(Free-text object descriptions)
= Beginning of Section =

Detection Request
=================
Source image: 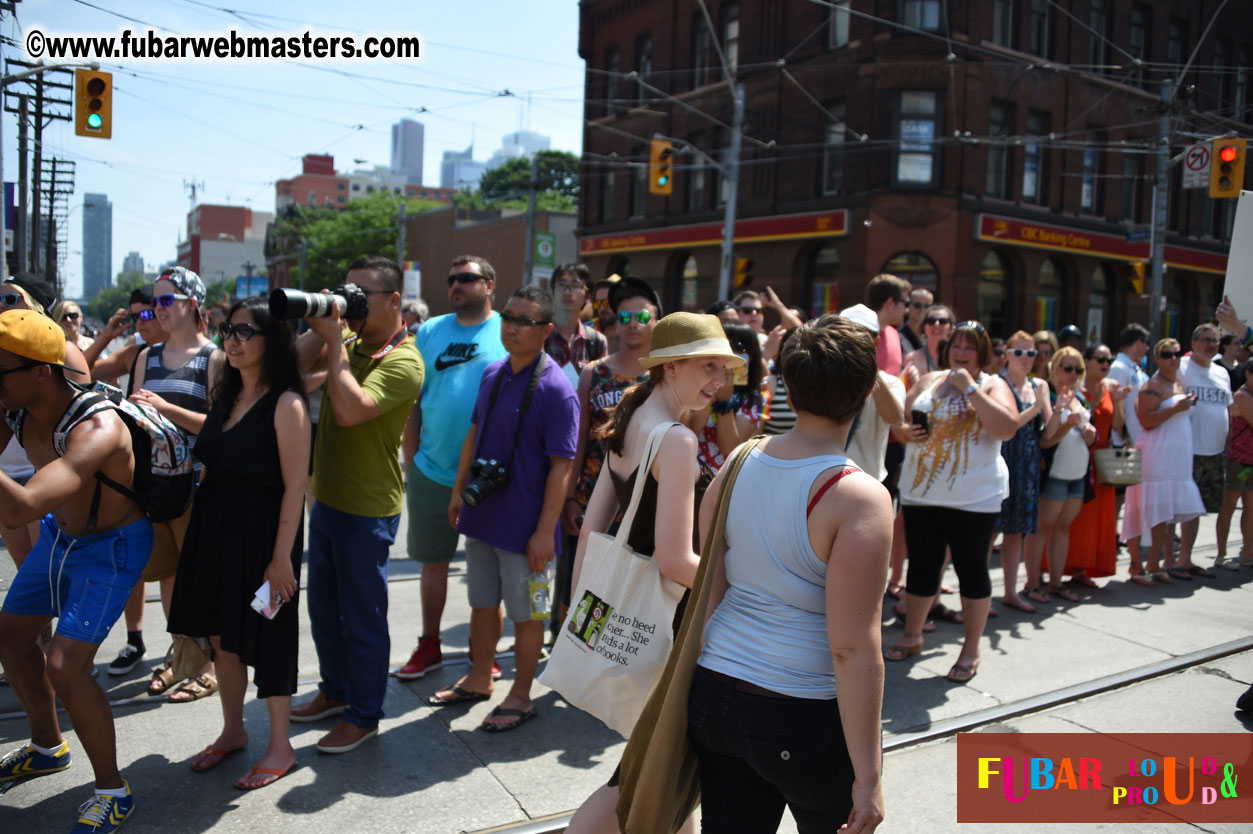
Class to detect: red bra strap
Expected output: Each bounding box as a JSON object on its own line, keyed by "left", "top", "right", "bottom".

{"left": 807, "top": 466, "right": 859, "bottom": 517}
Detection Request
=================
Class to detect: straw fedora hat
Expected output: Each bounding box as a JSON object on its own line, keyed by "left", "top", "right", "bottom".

{"left": 639, "top": 312, "right": 746, "bottom": 370}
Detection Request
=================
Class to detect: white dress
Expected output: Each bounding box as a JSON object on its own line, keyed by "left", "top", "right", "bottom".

{"left": 1121, "top": 394, "right": 1205, "bottom": 542}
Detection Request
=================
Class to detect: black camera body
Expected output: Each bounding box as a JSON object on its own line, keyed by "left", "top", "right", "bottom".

{"left": 461, "top": 458, "right": 510, "bottom": 507}
{"left": 269, "top": 283, "right": 369, "bottom": 320}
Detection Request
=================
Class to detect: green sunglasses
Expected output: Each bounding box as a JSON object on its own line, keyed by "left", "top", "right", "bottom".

{"left": 618, "top": 310, "right": 652, "bottom": 325}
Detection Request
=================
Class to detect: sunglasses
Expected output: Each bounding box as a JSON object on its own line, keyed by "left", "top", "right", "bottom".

{"left": 1091, "top": 356, "right": 1112, "bottom": 365}
{"left": 618, "top": 310, "right": 653, "bottom": 325}
{"left": 592, "top": 297, "right": 611, "bottom": 313}
{"left": 447, "top": 272, "right": 486, "bottom": 288}
{"left": 992, "top": 348, "right": 1005, "bottom": 357}
{"left": 0, "top": 292, "right": 23, "bottom": 307}
{"left": 127, "top": 309, "right": 157, "bottom": 324}
{"left": 955, "top": 320, "right": 986, "bottom": 333}
{"left": 1058, "top": 364, "right": 1082, "bottom": 374}
{"left": 909, "top": 301, "right": 928, "bottom": 309}
{"left": 1158, "top": 350, "right": 1183, "bottom": 360}
{"left": 499, "top": 311, "right": 549, "bottom": 328}
{"left": 152, "top": 293, "right": 190, "bottom": 308}
{"left": 61, "top": 311, "right": 81, "bottom": 322}
{"left": 737, "top": 306, "right": 763, "bottom": 316}
{"left": 1009, "top": 348, "right": 1038, "bottom": 358}
{"left": 0, "top": 362, "right": 41, "bottom": 379}
{"left": 219, "top": 322, "right": 262, "bottom": 342}
{"left": 924, "top": 316, "right": 952, "bottom": 326}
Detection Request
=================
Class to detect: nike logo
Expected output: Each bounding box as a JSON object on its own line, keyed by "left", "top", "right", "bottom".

{"left": 433, "top": 342, "right": 480, "bottom": 372}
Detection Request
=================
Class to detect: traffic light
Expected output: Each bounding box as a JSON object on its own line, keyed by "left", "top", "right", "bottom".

{"left": 74, "top": 69, "right": 112, "bottom": 139}
{"left": 1208, "top": 138, "right": 1246, "bottom": 199}
{"left": 1130, "top": 261, "right": 1145, "bottom": 296}
{"left": 733, "top": 257, "right": 755, "bottom": 289}
{"left": 649, "top": 138, "right": 674, "bottom": 195}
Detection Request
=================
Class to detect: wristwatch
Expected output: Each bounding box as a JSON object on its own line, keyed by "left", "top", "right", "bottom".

{"left": 964, "top": 382, "right": 978, "bottom": 396}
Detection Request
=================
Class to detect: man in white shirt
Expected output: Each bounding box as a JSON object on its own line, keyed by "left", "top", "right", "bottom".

{"left": 838, "top": 304, "right": 905, "bottom": 481}
{"left": 1178, "top": 323, "right": 1232, "bottom": 577}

= End of Section =

Look through the lines above and collect those with the word "white".

# SOLUTION
Class to detect: white dress
Class to detect: man in white shirt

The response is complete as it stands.